> **Instrucciones**: Apunta todas las prendas de ropa y el calzado que lleva puestos la guiri según el retrato, cada una con el color o rasgo que le da el texto.

> **Texto mostrado**:
==========
Retrato de una guiri en autobús

Tendida en las barras del techo, casi a punto de echar a volar, agitada por el viento de las manos de todos (y vamos más de cincuenta), que no la ven nunca completamente seca. Parece que quisiera salir por la ventana por cómo la mira. Alguien le dice algo (¿la madre?) y le canta el acento luterano entre erre y erre. Me fijo en ella con ponderado voyeurismo, dejando que amanezca y sombree poco a poco sobre el horizonte de la cuartilla. Entonces, la calco:

-Piel rebozada de resoles blancos, brillantísimos.
-Ojos color miel de aceituna. No parpadean para no perderse.
-Bajo la nariz anecdótica, unos labios algo insulsos, ahogados en barniz de avellana.
-Las orejas (más abajo explico la quincalla) se le escapan hacia la nuca.
-Rubia improbable, entreverada de negro Ray-Ban.
-Prognata y algo más, porque no sonríe.
-Faldita rosa, suplicante, y top negro de caudales, anudado sin combinación a la espalda.
-El pecho de Levante más escorado que el de Poniente, medio aplastado por la bandolera.
-Leggings oscuros, más chivatos que las cejas.
-Zapatitos (de nuevo, negros) de verano.
-Sobre ellos, en equilibrio, apenas dos barquillos de canela.
-Hombros enrejillados que aherrojan la carne más salmonete.
-De pendientes dos corazones boca abajo, puntos suspensivos y frutillas de cristal que parecen moras.
-Codos cianóticos, alertas como dos radares.
-Dedos arracimados en manos demasiado grandes en torno a una lata de Nestea, cada uno dentro de una vitola bisutera.
-No lleva mechero en ninguno de los bolsillos que no tiene.
-Las uñas pintadas con redundancia, una tras otra, como púas de guitarra.
-Olor a chiringuito cinco estrellas.
-Paso rápido y saltarín, de sirena fuera del agua, al apearse.

No ha dejado ni la mancha de humedad en las pinzas viudas que se quedan dentro hasta la Alameda, y vuelta a empezar.
==========
> **Material extraído**:
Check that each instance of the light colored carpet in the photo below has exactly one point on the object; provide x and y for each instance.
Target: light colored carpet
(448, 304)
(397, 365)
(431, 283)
==========
> **Respuesta**:
- Faldita rosa, suplicante
- Top negro de caudales, anudado sin combinación a la espalda
- Leggings oscuros
- Zapatitos negros de verano